-- Given problem --
Starting at the line that holds "edge. Write the coordinates, one line per instance.", copy every line exactly through the end of the data, and no others.
## Begin
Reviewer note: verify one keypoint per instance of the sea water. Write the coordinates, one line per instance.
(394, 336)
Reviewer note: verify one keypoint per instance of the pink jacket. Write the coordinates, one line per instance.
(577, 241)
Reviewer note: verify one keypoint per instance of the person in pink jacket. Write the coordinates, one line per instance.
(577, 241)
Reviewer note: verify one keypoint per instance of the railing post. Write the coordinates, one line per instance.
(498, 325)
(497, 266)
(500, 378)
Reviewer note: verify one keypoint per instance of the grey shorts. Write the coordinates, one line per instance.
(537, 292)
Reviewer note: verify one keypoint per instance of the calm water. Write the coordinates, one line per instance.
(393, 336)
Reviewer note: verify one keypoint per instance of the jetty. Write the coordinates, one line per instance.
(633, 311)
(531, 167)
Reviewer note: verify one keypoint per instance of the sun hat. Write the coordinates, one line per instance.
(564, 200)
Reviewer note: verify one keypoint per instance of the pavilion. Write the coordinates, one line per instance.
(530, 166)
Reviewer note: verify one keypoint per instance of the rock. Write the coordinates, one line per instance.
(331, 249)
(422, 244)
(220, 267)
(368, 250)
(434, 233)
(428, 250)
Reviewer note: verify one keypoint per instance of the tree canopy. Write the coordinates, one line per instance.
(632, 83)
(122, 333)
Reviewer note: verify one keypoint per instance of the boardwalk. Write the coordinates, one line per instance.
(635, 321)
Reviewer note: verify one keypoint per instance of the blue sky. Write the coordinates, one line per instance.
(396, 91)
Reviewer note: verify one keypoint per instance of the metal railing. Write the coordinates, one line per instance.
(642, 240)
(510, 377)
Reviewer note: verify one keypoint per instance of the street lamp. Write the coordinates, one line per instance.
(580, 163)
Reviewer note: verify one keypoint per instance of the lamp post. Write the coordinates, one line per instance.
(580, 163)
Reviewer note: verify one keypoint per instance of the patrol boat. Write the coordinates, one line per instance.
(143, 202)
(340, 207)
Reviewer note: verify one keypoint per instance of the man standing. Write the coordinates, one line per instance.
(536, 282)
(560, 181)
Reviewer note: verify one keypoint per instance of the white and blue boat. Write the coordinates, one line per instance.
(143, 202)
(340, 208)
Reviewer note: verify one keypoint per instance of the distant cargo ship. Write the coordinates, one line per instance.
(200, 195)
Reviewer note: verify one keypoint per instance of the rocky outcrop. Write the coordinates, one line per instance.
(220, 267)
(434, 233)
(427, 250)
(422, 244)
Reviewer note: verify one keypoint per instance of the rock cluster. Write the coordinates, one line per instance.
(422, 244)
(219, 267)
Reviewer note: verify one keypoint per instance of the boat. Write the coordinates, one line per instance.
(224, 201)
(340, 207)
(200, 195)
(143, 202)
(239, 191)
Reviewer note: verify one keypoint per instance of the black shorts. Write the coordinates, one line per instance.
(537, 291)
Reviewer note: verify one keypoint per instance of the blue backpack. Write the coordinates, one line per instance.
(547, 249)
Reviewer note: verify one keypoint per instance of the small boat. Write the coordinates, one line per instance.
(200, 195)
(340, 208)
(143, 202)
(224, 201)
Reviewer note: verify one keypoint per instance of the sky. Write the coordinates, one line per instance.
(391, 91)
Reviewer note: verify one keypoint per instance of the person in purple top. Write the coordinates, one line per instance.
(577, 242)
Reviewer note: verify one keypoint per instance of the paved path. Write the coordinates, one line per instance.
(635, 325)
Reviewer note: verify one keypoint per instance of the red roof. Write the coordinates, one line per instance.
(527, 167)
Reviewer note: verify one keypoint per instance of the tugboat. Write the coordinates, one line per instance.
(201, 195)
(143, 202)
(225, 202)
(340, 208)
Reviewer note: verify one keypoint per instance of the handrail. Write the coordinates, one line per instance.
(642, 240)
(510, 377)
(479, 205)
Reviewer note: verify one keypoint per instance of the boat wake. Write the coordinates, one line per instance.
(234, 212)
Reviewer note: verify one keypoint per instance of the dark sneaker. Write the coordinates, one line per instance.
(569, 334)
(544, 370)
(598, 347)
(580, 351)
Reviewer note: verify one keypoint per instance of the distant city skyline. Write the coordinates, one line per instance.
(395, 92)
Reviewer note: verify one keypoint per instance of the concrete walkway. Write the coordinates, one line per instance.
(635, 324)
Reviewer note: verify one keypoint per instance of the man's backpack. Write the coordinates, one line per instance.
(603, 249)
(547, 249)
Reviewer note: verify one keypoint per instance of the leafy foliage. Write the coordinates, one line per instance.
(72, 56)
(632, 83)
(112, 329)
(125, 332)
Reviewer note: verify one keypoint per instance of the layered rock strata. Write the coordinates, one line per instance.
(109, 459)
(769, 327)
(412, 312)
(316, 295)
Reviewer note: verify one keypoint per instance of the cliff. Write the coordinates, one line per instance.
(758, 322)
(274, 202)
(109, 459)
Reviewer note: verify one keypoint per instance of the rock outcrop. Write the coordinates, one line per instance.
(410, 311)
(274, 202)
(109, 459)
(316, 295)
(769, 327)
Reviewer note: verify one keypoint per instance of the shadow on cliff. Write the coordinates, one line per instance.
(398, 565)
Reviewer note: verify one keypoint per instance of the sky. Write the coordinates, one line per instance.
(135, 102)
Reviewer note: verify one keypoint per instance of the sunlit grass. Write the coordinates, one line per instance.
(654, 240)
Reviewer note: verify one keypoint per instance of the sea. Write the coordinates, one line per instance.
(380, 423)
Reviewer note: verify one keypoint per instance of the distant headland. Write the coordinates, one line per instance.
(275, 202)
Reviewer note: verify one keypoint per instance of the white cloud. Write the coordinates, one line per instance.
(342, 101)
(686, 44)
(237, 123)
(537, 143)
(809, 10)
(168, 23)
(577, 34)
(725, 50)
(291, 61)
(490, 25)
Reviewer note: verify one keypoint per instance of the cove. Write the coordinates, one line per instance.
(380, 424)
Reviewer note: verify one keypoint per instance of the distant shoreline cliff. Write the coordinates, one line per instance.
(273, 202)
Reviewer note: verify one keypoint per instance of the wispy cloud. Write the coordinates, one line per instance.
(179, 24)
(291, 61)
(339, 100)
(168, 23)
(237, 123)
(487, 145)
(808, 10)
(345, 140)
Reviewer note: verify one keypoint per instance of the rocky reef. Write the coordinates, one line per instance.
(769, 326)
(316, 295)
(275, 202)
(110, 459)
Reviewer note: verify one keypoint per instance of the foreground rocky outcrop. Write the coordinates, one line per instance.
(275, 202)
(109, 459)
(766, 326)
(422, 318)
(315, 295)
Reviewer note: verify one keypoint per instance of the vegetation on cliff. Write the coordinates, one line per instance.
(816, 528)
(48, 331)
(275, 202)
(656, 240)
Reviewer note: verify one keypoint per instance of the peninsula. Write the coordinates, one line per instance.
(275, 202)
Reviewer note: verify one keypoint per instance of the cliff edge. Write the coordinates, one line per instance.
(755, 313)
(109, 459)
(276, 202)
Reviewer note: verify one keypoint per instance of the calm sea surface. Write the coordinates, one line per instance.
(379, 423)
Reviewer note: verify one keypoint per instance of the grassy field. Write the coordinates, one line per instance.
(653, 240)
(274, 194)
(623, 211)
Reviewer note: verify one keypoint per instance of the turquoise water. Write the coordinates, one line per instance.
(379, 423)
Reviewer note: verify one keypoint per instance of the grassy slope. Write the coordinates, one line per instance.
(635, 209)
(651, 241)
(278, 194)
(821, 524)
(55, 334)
## End
-- Written answer --
Reviewer note: verify one keypoint per instance of the cliff edge. Write the coordinates, one line per instance.
(755, 313)
(109, 459)
(276, 202)
Reviewer note: verify one keypoint per instance of the calm sea surface. Write the coordinates, one line per instance.
(379, 423)
Reviewer note: verify one keypoint per instance of the grassy field. Write the coordinates, one line per instance.
(653, 240)
(274, 194)
(623, 211)
Reviewer note: verify one keypoint per instance of the turquoise water. Write the coordinates, one line per instance.
(379, 423)
Reviewer note: verify one keypoint per instance of the grassy slope. Write the coordinates, one line per instance.
(635, 209)
(651, 241)
(278, 194)
(821, 524)
(55, 334)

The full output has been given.